[[ Material to process, beginning ]]

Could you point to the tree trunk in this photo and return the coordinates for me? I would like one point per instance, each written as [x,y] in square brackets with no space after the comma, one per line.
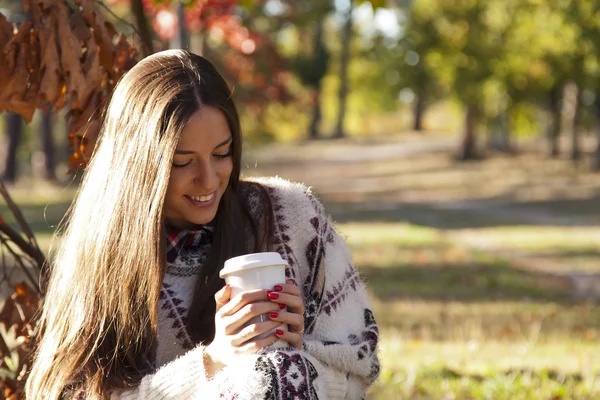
[344,62]
[313,132]
[181,40]
[596,161]
[142,24]
[500,134]
[468,149]
[318,46]
[575,148]
[14,131]
[553,132]
[418,112]
[47,142]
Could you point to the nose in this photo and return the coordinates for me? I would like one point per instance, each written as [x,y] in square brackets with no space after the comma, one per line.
[206,177]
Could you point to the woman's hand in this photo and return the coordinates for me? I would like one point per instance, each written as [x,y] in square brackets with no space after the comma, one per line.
[231,337]
[291,312]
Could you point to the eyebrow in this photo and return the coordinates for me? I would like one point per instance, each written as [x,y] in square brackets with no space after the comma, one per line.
[223,143]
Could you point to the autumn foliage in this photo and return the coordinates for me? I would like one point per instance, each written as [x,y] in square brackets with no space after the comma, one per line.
[62,57]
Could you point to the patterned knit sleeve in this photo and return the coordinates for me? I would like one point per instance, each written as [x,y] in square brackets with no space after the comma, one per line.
[339,359]
[185,379]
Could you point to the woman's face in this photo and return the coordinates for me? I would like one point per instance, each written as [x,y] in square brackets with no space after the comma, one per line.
[201,169]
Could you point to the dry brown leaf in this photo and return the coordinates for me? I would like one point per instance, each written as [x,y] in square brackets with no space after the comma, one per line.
[33,79]
[91,66]
[70,54]
[6,33]
[103,33]
[50,64]
[79,27]
[22,107]
[17,54]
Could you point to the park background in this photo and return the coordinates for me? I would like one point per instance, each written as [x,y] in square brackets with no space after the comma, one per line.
[456,145]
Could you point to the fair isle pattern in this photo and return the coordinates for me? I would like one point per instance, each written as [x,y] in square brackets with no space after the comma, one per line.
[171,303]
[282,239]
[335,295]
[338,360]
[292,375]
[189,261]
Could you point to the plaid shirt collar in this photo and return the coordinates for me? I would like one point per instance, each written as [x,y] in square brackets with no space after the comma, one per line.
[177,239]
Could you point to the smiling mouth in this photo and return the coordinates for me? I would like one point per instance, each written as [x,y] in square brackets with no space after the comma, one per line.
[203,199]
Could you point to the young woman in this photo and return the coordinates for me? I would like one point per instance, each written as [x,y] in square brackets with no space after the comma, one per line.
[135,308]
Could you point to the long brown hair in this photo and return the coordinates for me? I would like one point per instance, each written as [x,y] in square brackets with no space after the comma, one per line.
[99,321]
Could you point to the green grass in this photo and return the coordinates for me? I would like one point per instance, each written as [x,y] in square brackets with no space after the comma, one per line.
[462,323]
[474,301]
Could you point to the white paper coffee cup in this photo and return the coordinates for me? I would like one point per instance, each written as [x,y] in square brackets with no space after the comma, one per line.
[255,271]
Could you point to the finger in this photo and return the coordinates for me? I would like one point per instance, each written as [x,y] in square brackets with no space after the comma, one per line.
[295,321]
[293,302]
[294,339]
[240,300]
[252,331]
[287,288]
[254,346]
[222,296]
[236,321]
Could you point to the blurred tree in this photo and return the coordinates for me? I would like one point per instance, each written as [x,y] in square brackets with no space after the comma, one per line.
[310,64]
[143,26]
[344,62]
[13,128]
[47,146]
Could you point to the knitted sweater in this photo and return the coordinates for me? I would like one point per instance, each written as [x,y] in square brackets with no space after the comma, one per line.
[339,358]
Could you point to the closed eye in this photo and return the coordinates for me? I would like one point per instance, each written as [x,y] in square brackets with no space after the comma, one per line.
[181,165]
[223,156]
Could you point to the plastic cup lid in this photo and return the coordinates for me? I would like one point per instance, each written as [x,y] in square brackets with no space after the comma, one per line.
[248,261]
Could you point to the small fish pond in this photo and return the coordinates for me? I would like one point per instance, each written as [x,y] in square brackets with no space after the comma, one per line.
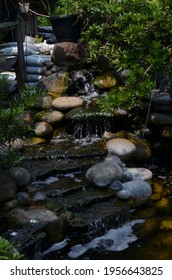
[97,224]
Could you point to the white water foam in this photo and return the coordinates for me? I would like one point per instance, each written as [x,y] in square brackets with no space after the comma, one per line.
[114,240]
[47,181]
[56,247]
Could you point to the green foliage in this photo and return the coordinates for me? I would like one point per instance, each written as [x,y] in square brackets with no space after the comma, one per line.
[8,250]
[135,35]
[12,126]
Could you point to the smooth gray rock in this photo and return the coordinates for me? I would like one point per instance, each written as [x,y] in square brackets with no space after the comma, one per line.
[121,147]
[138,191]
[104,173]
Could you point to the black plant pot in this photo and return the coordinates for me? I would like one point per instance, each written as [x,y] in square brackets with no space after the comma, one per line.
[67,28]
[9,10]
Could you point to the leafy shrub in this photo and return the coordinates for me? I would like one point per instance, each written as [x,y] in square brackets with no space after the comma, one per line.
[135,35]
[8,250]
[11,126]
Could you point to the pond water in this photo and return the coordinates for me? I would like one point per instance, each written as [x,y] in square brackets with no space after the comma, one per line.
[141,236]
[102,227]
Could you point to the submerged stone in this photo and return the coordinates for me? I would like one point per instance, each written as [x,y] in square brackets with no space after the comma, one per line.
[43,130]
[67,102]
[52,117]
[104,173]
[140,173]
[20,175]
[138,191]
[105,81]
[121,147]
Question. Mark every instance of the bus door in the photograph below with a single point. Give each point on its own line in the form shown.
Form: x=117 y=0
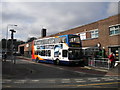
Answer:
x=58 y=51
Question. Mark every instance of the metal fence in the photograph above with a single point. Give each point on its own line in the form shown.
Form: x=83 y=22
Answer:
x=101 y=62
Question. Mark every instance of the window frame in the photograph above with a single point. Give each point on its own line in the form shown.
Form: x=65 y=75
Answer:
x=94 y=34
x=113 y=30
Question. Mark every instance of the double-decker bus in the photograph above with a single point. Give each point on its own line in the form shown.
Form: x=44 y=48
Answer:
x=64 y=49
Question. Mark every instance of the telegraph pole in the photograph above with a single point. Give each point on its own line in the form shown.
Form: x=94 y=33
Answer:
x=12 y=37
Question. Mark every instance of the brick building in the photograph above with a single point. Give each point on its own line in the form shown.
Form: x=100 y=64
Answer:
x=104 y=34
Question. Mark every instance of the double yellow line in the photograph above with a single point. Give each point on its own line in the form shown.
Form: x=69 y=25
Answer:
x=95 y=84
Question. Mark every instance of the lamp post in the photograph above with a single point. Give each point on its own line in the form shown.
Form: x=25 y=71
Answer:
x=7 y=34
x=12 y=37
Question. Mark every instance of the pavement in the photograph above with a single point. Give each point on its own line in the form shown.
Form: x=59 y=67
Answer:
x=10 y=70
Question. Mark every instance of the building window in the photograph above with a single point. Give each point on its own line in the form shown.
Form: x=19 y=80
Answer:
x=114 y=30
x=94 y=33
x=82 y=36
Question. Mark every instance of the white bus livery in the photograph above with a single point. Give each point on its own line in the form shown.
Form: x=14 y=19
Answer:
x=64 y=49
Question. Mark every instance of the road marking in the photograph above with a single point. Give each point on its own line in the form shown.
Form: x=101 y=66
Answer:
x=94 y=84
x=92 y=78
x=65 y=81
x=80 y=81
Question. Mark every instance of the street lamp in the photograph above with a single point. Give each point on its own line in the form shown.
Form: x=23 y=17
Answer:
x=12 y=37
x=7 y=33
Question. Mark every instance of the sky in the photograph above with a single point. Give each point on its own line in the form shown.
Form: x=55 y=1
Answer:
x=56 y=16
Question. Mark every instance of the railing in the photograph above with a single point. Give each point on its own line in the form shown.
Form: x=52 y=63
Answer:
x=99 y=62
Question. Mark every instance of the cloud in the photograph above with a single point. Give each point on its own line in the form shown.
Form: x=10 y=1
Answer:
x=113 y=8
x=54 y=16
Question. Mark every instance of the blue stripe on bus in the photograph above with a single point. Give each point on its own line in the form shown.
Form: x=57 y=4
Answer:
x=51 y=61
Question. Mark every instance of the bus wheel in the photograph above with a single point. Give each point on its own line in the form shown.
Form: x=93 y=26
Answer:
x=37 y=60
x=56 y=62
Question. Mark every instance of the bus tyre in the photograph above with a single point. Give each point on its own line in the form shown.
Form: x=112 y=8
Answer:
x=37 y=60
x=56 y=62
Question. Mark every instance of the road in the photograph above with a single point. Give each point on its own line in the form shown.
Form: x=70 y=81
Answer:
x=28 y=74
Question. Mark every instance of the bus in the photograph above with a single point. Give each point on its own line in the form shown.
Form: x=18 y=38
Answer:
x=64 y=49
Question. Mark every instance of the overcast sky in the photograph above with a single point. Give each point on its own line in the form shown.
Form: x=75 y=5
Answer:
x=31 y=17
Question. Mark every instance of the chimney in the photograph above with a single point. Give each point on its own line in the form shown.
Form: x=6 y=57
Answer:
x=43 y=33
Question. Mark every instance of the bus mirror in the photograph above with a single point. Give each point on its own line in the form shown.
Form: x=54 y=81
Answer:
x=59 y=53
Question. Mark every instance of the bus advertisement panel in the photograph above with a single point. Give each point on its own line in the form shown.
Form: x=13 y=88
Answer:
x=65 y=49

[[ Material to process, end ]]

_Directions_. Copy out each line of the records that holds the string "building".

_Task output_.
Question. Mark every instance of the brick building in the photograph above with a single point. Give each point on its own line in the form shown.
Question. Mark every instance of the building window in the photograph above with a single point. Give each point on its own line in the form shown.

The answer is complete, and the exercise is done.